[Dataset records]
▼
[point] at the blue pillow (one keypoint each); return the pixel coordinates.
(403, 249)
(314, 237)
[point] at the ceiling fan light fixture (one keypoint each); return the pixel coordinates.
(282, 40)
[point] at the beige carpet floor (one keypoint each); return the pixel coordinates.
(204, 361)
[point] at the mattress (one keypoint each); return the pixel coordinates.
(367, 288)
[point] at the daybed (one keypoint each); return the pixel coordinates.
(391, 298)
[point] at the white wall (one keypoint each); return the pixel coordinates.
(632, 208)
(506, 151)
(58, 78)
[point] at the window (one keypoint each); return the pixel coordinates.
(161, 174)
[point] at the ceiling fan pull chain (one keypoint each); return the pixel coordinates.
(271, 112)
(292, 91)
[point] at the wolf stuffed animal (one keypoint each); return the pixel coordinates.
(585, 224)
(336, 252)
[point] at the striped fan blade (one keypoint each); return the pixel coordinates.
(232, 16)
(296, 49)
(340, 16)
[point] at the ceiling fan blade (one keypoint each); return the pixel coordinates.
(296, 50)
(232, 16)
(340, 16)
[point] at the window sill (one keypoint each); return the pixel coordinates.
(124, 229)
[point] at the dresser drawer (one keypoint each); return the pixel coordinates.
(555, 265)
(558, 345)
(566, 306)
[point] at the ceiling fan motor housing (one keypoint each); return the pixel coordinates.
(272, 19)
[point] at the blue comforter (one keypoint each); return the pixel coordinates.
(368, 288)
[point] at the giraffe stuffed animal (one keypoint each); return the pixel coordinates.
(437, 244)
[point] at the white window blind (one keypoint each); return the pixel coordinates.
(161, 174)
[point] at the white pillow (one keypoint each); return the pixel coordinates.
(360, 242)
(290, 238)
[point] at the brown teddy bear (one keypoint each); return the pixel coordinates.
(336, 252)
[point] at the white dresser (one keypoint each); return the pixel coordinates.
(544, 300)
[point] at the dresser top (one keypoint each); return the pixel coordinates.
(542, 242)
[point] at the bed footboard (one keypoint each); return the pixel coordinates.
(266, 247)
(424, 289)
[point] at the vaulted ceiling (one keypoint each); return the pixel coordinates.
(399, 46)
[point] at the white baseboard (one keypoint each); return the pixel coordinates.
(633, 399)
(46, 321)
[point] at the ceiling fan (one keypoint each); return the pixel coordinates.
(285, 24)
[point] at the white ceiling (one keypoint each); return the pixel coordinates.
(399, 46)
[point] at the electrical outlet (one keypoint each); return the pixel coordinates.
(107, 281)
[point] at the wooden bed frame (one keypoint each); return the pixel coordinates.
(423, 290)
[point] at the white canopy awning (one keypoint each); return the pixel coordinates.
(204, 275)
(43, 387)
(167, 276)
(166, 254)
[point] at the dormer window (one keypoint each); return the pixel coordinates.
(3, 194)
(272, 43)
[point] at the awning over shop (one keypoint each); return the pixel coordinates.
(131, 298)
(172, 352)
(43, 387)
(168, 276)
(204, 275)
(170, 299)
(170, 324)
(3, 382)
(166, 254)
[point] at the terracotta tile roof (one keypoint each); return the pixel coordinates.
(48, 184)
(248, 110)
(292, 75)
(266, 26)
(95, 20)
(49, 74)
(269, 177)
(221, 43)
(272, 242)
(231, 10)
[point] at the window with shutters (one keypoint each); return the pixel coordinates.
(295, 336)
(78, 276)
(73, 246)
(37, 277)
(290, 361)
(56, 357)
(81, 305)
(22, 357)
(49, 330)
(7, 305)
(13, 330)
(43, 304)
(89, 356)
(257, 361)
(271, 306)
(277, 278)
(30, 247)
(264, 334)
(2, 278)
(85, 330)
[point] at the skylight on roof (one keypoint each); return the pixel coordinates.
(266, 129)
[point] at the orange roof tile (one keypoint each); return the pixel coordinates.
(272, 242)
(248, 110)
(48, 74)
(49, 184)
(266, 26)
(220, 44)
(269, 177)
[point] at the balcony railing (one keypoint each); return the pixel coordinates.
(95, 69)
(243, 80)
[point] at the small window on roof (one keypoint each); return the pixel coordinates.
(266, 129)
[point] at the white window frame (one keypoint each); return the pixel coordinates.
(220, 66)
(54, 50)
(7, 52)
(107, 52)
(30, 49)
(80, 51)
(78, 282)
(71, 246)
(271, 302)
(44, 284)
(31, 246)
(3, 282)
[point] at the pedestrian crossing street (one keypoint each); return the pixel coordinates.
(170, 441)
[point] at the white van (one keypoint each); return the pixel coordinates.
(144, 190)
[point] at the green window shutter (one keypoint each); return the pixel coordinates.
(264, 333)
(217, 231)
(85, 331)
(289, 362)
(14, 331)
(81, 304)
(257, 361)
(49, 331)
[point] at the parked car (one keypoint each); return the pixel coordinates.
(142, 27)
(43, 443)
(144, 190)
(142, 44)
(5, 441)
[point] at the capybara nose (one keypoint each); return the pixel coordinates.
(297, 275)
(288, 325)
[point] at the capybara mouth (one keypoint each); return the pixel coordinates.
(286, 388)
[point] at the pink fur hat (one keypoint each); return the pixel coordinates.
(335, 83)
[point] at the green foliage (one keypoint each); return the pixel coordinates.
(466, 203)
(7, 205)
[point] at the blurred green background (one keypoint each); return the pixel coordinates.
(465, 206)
▲
§ **WHAT YOU SHOULD DO**
Each line of the data must be written out exactly as it appears.

§ **WRITTEN REPLY**
[point] at the blue pillow (one keypoint each); return the pixel coordinates.
(403, 249)
(314, 237)
[point] at the ceiling fan light fixture (one keypoint each); return the pixel coordinates.
(282, 40)
[point] at the beige carpet floor (one keypoint each); return the pixel coordinates.
(204, 361)
[point] at the mattress (one keypoint each); return the pixel coordinates.
(367, 288)
[point] at the daybed (one keypoint each); return the pixel coordinates.
(391, 298)
[point] at the white wall (one keypoint each); return the pixel coordinates.
(632, 208)
(506, 151)
(58, 78)
[point] at the window (one keypoint each); return the pixel coordinates.
(161, 174)
[point] at the ceiling fan pull chain (one keypoint each); return the pixel coordinates.
(271, 112)
(292, 91)
[point] at the wolf stuffed animal (one keypoint each); return the pixel coordinates.
(585, 224)
(336, 252)
[point] at the striped fan blade (one keypoint each); return the pixel coordinates.
(232, 16)
(296, 49)
(340, 16)
[point] at the ceiling fan blade (one keypoint each); return the pixel coordinates.
(296, 50)
(232, 16)
(340, 16)
[point] at the window sill (one keypoint each); return the pixel coordinates.
(124, 229)
[point] at the dresser drawer (one keypoint each); return the pixel coordinates.
(555, 265)
(558, 345)
(566, 306)
[point] at the ceiling fan motor housing (one keypoint each); return the pixel coordinates.
(272, 19)
[point] at the blue comforter (one keypoint each); return the pixel coordinates.
(368, 288)
[point] at the giraffe stuffed animal (one keypoint each); return the pixel coordinates.
(437, 244)
[point] at the white window blind (one keypoint each); return the pixel coordinates.
(161, 174)
[point] at the white pillow (one keypoint each); return the pixel coordinates.
(360, 242)
(290, 238)
[point] at the brown teddy bear (one keypoint each); return the pixel coordinates.
(336, 252)
[point] at the white dresser (one keypoint each); return the pixel coordinates.
(544, 300)
[point] at the dresser top (one keypoint each); return the pixel coordinates.
(542, 242)
[point] at the bed footboard (one keypoint each); return the pixel coordinates.
(266, 247)
(424, 289)
[point] at the vaulted ceiling (one keypoint each); return the pixel coordinates.
(399, 46)
[point] at the white baseboard (one keypoint each); return the pixel coordinates.
(633, 399)
(46, 321)
[point] at the ceiling fan (one keypoint each); return the pixel coordinates.
(285, 24)
[point] at the white ceiling (one keypoint each); return the pixel coordinates.
(399, 46)
[point] at the electrical outlet (one keypoint each); return the pixel coordinates.
(107, 281)
[point] at the wooden bed frame (one keypoint each); return the pixel coordinates.
(423, 290)
[point] at the white canopy awning (one keypoint each); return the pixel coordinates.
(204, 275)
(43, 387)
(167, 276)
(166, 254)
[point] at the dormer window (one keypoint each); return the pixel coordinates.
(3, 194)
(272, 43)
[point] at the awning over shop (one keypoint each); return the pixel coordinates.
(131, 298)
(172, 352)
(43, 387)
(168, 276)
(204, 275)
(170, 299)
(170, 324)
(3, 382)
(166, 254)
[point] at the terracotta tile roof (one keypoint each); return the pixel coordinates.
(48, 184)
(248, 110)
(292, 75)
(266, 26)
(95, 20)
(49, 74)
(269, 177)
(221, 43)
(272, 242)
(231, 10)
[point] at the window with shutters (one keypoint each); return the pixel coordinates.
(295, 336)
(78, 276)
(73, 246)
(37, 277)
(290, 361)
(56, 357)
(81, 305)
(22, 357)
(49, 330)
(7, 305)
(13, 330)
(43, 304)
(89, 356)
(257, 361)
(271, 306)
(277, 278)
(30, 247)
(264, 334)
(2, 278)
(85, 330)
[point] at the skylight on roof (one keypoint each); return the pixel coordinates.
(266, 129)
[point] at the orange roof tile (one keypoint each); return the pixel coordinates.
(272, 242)
(248, 110)
(48, 74)
(49, 184)
(266, 26)
(220, 44)
(269, 177)
[point] at the balcony railing (one keypoint each); return the pixel coordinates.
(95, 69)
(243, 80)
[point] at the small window on roof (one keypoint each); return the pixel coordinates.
(266, 129)
[point] at the white window frame (one keypoint each); return the pixel coordinates.
(220, 66)
(54, 50)
(7, 52)
(107, 52)
(30, 49)
(80, 51)
(78, 282)
(71, 246)
(271, 302)
(44, 284)
(31, 246)
(3, 282)
[point] at the pedestrian crossing street (one keypoint each); return the pixel coordinates.
(170, 441)
[point] at the white van (one keypoint each); return the pixel coordinates.
(144, 190)
[point] at the green window shutter (one keypoint each); return the pixel coordinates.
(264, 333)
(217, 231)
(85, 331)
(289, 362)
(14, 331)
(81, 304)
(257, 361)
(49, 331)
[point] at the parked car (one keypoint each); return the pixel coordinates.
(142, 27)
(43, 443)
(144, 190)
(142, 44)
(5, 441)
[point] at the capybara nose (one keypoint each); return the pixel coordinates.
(297, 275)
(288, 325)
[point] at the capybara mouth (one keypoint each); return the pixel coordinates.
(286, 388)
[point] at the pink fur hat (one keypoint each); return the pixel coordinates.
(335, 83)
[point] at the green foliage (one keypoint each); return the pixel coordinates.
(466, 203)
(7, 205)
[point] at the blurred green background (one keypoint each); return the pixel coordinates.
(465, 206)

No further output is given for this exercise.